Scale the coordinates in the answers by 2.3, rounding to whole numbers with halves going up, and write out every line from the start of the items through the line containing "(1176, 718)", inclusive, with the requests included. Give only those lines.

========================================

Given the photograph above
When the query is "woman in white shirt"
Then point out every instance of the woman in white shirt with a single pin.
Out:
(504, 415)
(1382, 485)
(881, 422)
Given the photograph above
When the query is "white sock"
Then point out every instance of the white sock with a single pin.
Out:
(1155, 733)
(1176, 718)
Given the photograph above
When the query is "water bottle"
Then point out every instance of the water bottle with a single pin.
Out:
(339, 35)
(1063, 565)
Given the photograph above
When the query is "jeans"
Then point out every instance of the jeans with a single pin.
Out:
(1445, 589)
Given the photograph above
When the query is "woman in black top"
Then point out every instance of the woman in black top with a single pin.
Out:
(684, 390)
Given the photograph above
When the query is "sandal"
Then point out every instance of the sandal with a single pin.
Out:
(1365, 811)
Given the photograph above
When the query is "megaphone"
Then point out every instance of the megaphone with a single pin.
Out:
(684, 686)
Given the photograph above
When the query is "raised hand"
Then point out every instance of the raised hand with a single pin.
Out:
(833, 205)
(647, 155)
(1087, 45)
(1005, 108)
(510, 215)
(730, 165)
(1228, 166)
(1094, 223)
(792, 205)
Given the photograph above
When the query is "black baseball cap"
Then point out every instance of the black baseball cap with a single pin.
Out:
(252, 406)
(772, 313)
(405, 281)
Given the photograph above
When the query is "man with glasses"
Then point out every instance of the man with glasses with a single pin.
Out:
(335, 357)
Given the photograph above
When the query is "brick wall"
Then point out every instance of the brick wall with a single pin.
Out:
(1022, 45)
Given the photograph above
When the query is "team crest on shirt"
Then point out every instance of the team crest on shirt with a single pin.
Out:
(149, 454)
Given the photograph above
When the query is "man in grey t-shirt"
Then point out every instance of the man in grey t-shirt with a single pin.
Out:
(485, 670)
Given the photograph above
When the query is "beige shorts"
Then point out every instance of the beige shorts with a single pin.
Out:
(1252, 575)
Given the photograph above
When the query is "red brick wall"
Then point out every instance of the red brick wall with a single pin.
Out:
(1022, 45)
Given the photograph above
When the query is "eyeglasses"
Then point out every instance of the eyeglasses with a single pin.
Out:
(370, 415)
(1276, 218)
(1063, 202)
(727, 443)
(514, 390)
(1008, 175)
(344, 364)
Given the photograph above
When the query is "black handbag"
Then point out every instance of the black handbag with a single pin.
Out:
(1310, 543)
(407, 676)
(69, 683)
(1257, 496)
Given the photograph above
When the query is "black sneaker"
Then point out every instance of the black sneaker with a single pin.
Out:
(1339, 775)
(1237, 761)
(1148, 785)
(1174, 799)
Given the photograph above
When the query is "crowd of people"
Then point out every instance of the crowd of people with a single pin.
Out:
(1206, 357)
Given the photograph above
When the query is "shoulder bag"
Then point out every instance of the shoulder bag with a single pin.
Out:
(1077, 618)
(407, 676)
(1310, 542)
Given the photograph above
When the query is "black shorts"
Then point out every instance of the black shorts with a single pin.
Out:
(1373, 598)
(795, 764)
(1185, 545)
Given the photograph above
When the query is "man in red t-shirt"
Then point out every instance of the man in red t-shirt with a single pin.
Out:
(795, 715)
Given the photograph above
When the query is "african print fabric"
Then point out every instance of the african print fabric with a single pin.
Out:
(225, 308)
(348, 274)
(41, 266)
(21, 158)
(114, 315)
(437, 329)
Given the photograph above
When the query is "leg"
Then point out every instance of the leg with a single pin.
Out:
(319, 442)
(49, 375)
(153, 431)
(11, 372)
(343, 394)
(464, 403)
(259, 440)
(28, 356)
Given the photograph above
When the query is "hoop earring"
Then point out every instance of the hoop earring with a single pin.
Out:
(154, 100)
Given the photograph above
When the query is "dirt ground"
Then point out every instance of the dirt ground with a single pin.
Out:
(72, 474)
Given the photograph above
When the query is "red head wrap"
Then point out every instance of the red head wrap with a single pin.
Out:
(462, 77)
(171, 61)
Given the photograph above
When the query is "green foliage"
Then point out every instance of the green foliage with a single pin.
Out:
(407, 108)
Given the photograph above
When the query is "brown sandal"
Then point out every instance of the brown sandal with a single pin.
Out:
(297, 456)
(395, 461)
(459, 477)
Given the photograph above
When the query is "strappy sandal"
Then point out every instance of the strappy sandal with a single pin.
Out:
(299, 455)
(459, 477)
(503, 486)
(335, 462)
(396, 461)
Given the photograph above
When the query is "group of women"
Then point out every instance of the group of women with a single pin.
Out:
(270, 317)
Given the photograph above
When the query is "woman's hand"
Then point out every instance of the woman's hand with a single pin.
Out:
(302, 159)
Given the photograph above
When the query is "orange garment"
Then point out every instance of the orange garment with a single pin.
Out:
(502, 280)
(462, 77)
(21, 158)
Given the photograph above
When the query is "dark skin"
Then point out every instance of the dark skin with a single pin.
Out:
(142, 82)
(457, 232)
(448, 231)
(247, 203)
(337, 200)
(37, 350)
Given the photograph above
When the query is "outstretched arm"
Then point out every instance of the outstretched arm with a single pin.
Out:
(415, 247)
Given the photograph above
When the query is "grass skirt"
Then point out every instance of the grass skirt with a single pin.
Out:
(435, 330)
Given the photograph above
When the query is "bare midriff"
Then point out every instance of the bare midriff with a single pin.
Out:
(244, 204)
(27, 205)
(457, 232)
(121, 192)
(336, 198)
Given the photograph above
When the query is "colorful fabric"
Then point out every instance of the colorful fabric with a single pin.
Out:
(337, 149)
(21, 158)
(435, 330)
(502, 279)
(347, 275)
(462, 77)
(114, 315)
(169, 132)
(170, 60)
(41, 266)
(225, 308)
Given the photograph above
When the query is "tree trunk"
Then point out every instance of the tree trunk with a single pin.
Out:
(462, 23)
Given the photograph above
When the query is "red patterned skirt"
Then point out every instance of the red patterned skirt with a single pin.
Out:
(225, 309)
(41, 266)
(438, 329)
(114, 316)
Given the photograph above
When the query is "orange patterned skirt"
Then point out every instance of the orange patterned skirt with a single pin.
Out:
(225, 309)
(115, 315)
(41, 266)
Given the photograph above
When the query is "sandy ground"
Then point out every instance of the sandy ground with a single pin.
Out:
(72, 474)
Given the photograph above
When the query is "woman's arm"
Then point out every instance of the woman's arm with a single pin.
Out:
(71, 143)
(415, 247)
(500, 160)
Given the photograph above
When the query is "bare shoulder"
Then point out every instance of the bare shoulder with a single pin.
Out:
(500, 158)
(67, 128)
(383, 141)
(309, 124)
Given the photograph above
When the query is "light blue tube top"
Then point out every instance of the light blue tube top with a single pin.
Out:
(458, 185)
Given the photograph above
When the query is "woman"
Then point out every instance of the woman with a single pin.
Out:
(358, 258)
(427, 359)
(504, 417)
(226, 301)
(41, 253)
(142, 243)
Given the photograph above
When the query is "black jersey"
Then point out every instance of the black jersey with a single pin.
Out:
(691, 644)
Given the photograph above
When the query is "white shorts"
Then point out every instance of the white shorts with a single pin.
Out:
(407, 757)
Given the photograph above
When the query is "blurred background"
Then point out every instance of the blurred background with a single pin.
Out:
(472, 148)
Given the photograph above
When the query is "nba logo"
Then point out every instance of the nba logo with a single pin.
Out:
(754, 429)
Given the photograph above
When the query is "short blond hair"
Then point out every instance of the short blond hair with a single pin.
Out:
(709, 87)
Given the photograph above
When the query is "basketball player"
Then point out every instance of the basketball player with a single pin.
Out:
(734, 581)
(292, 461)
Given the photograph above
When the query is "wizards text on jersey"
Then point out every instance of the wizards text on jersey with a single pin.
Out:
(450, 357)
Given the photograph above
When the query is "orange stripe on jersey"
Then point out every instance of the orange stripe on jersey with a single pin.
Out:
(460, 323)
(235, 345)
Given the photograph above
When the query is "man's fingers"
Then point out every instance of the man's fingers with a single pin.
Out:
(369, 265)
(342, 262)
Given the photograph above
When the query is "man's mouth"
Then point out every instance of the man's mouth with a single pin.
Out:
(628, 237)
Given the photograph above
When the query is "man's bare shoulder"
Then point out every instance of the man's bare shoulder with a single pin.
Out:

========================================

Answer to the exercise:
Given the photograph above
When the query is "woman in white shirt"
Then point out every instance of the woman in white shirt with a single pin.
Out:
(1159, 955)
(3179, 1116)
(2026, 971)
Given the photograph above
When the query is "white sock"
Then point out every instance of the white sock with a single pin.
Out:
(2657, 1686)
(2705, 1651)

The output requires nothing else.